In the items below, render the lines from the one containing "Indicate one point for each instance of the white" through the last line of the items as a JSON list of strings, one string per line. Omit blank lines.

[Data lines]
-.-.-

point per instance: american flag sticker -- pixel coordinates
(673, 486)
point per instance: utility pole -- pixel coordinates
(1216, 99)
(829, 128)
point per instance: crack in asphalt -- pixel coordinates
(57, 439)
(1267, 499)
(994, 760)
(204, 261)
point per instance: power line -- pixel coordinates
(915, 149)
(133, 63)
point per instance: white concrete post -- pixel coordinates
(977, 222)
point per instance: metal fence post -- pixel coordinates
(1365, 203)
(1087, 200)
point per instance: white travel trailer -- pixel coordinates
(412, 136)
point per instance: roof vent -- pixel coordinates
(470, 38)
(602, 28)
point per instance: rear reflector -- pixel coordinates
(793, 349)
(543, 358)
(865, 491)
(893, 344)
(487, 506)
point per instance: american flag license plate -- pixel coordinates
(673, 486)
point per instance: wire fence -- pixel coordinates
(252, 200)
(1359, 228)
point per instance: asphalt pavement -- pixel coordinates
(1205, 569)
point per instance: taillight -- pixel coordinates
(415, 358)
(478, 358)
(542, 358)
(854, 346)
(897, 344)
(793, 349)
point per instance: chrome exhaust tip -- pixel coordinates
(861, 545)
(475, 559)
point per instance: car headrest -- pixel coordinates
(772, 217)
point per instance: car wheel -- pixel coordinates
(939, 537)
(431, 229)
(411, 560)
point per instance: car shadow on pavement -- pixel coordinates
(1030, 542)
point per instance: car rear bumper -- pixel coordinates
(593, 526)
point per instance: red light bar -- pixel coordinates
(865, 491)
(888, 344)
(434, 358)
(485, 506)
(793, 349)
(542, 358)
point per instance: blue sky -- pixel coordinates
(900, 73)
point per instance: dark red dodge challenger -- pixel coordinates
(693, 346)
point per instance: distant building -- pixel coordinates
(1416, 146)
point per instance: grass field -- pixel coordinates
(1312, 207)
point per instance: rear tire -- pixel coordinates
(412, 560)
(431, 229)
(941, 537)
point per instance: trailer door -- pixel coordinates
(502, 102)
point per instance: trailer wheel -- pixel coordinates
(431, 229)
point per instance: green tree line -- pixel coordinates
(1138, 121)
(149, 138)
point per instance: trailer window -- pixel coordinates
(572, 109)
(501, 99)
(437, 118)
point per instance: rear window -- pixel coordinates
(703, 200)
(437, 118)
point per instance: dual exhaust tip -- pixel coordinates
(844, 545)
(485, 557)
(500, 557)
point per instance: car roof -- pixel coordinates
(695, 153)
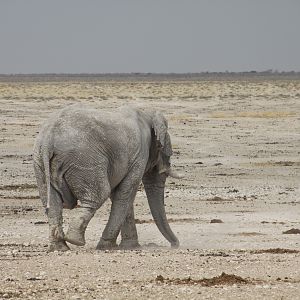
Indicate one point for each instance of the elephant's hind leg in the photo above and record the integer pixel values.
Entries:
(129, 232)
(89, 203)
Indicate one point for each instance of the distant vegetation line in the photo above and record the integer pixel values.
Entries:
(148, 76)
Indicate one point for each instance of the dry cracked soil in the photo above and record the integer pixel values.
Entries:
(236, 212)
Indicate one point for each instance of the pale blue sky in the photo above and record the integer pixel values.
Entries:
(89, 36)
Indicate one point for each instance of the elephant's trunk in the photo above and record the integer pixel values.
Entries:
(154, 184)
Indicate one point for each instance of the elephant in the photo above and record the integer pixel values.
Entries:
(88, 155)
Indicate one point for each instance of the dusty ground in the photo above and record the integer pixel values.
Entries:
(237, 143)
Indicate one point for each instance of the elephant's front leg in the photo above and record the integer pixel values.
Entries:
(129, 232)
(56, 234)
(122, 201)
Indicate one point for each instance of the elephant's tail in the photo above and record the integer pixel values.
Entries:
(47, 156)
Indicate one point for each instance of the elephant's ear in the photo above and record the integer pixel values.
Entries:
(160, 126)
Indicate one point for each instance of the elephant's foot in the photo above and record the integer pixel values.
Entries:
(75, 237)
(58, 246)
(129, 244)
(106, 245)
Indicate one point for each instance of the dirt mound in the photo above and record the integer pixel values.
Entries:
(223, 279)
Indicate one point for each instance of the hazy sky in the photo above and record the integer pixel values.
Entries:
(94, 36)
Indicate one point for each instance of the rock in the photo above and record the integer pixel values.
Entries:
(292, 231)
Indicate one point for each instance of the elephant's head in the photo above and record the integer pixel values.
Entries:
(159, 169)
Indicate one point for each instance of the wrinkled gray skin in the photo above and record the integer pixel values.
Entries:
(90, 155)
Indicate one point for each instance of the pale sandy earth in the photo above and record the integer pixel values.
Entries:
(238, 144)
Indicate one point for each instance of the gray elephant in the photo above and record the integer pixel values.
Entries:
(83, 154)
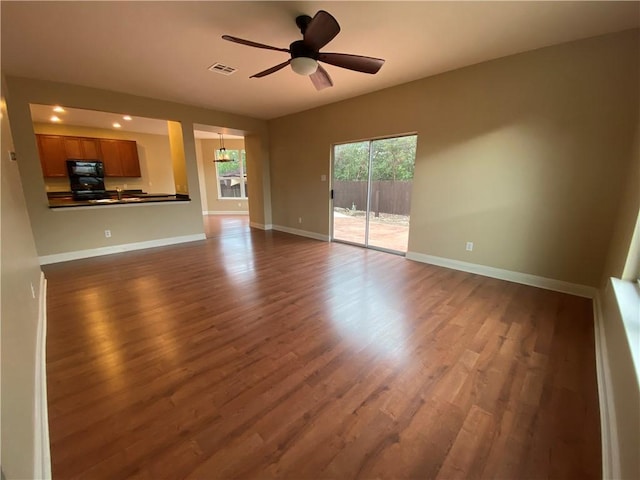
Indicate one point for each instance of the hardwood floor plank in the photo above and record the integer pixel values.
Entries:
(260, 355)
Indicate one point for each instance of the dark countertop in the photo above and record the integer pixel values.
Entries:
(65, 199)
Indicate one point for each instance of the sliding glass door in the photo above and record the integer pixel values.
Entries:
(371, 184)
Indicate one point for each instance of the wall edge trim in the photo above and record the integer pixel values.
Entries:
(501, 274)
(41, 448)
(125, 247)
(608, 425)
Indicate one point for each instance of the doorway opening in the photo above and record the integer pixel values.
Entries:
(222, 175)
(371, 192)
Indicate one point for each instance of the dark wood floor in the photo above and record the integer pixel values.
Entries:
(262, 354)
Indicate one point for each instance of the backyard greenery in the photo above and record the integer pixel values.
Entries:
(393, 159)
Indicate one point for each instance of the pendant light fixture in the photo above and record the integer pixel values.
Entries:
(222, 155)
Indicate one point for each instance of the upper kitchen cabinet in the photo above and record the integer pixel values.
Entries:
(53, 156)
(120, 158)
(55, 150)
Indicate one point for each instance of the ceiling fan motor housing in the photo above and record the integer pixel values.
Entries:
(302, 21)
(299, 49)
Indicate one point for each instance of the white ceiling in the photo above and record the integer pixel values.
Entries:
(163, 49)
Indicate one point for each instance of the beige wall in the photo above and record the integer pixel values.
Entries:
(213, 203)
(57, 231)
(523, 155)
(153, 151)
(178, 162)
(623, 259)
(19, 316)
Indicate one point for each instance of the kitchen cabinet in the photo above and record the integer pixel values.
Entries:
(53, 156)
(120, 157)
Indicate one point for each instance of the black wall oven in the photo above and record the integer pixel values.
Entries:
(86, 179)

-.-.-

[Reply to the task]
[
  "Indicate one point for each instance of the white ceiling in the photo above and record the integer pixel values.",
  "Entries:",
  "(163, 49)",
  "Indicate one point for each instance of the beige wall in the photo above and record the integer pixel values.",
  "Entries:",
  "(213, 203)",
  "(57, 231)",
  "(523, 155)",
  "(153, 151)",
  "(178, 162)",
  "(623, 259)",
  "(19, 316)",
  "Indicate one point for each instance of the kitchen cabinet in the photo above and record the integer pixel values.",
  "Entries:",
  "(53, 156)",
  "(120, 157)",
  "Indicate one point for each instance of the black wall oven in the photo above and record the integer pixel values.",
  "Entries:",
  "(86, 179)"
]